= ESERCIZI =
**A)** Nel brano del Vangelo di Marco, di chi sono figli Giacomo e Giovanni?
**B)** Riprendi il brano del Vangelo di Marco dal punto in cui si interrompe.

= BRANO RIPORTATO =
#####

-Vangelo: Marco 10,35-45
"In quel tempo 35si avvicinarono a Gesù Giacomo e Giovanni, i figli di Zebedeo, dicendogli: «Maestro, vogliamo che tu faccia per noi quello che ti chiederemo». 36Egli disse loro: «Che cosa volete che io faccia per voi?». 37Gli risposero: «Concedici di sedere, nella tua gloria, uno alla tua destra e uno alla tua sinistra». 38Gesù disse loro: «Voi non sapete quello che chiedete. Potete bere il calice che io bevo, o essere battezzati nel battesimo in cui io sono battezzato?». 39Gli risposero: «Lo possiamo». E Gesù disse loro: «Il calice che io bevo anche voi lo berrete, e nel battesimo in cui io sono battezzato anche voi sarete battezzati. 40Ma sedere alla mia destra o alla mia sinistra non sta a me concederlo; è per coloro per i quali è stato preparato».

#####

= MATERIALE FORNITO =
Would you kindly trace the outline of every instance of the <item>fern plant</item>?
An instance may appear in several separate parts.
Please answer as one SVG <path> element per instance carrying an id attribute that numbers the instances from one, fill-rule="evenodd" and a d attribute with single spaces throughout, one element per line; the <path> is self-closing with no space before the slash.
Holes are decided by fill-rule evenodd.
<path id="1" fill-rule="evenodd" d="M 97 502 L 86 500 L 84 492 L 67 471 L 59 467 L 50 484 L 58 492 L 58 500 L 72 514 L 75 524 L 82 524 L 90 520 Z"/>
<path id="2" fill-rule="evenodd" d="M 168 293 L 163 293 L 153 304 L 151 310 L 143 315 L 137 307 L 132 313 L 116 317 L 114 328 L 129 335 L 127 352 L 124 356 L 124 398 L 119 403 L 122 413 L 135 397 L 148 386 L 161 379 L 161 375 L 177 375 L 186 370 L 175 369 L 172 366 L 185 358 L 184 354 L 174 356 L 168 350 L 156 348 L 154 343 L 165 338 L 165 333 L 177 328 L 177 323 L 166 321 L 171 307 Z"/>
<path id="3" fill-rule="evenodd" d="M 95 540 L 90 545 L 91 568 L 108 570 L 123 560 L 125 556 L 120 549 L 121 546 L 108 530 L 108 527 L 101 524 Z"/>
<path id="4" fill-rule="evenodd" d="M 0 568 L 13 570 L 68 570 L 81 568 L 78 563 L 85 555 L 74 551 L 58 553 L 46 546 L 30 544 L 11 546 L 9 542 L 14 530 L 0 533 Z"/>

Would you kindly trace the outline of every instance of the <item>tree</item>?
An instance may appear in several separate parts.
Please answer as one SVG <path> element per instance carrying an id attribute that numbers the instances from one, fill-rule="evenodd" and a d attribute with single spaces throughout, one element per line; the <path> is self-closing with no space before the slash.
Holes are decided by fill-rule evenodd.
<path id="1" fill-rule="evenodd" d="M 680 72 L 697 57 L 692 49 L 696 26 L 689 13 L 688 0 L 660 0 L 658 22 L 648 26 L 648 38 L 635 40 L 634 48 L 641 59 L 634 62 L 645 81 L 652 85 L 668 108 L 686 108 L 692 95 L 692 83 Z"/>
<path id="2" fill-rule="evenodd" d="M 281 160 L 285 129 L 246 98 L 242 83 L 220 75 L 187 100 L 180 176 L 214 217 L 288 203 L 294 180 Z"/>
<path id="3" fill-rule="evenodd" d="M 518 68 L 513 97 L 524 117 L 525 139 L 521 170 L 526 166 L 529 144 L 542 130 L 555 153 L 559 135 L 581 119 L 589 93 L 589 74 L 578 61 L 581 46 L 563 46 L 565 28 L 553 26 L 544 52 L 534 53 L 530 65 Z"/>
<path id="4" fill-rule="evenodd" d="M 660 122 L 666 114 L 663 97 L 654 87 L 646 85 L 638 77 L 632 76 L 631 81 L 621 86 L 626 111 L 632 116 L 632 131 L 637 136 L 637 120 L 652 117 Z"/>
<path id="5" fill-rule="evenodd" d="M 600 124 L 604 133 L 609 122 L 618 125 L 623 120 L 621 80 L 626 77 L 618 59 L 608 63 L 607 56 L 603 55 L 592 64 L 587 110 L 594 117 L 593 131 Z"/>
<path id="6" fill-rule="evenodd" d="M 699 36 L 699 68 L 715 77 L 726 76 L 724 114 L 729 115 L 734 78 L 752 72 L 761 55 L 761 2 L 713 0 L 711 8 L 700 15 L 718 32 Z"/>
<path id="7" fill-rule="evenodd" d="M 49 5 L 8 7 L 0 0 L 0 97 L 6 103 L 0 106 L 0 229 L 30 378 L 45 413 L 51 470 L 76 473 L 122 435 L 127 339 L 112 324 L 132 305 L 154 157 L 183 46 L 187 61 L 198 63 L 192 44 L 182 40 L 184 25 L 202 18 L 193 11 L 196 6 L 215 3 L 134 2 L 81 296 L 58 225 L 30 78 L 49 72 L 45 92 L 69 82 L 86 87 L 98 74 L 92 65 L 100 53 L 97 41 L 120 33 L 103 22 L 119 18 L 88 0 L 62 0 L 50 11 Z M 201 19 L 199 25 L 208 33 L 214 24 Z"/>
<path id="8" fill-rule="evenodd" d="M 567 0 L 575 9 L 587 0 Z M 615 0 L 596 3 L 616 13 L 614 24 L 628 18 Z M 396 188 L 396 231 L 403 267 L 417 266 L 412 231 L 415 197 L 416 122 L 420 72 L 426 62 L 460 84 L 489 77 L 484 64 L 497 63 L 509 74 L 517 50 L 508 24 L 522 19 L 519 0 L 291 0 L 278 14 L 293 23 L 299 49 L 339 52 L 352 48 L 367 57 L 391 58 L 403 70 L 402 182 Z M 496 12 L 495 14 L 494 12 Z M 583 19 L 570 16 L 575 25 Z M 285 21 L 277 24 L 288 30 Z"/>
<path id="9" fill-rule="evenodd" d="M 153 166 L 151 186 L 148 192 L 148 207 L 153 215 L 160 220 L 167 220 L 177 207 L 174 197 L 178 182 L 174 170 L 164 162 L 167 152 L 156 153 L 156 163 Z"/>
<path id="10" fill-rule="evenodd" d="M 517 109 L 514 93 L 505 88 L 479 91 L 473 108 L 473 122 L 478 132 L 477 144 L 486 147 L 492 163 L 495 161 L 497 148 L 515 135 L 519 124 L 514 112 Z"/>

#####

= SOLUZIONI DEGLI ESERCIZI =
**A)** Sono i figli di Zebedeo.

**B)**
41Gli altri dieci, avendo
sentito, cominciarono a indignarsi con Giacomo e Giovanni. 42Allora
Gesù li chiamò a sé e disse loro: «Voi sapete che coloro i quali sono
considerati i governanti delle nazioni dominano su di esse e i loro capi le
opprimono. 43Tra voi però non è così; ma chi vuole diventare
grande tra voi sarà vostro servitore, 44e chi vuole essere il
primo tra voi sarà schiavo di tutti. 45Anche il Figlio dell’uomo,
infatti, non è venuto per farsi servire, ma per servire e dare la propria vita
in riscatto per molti».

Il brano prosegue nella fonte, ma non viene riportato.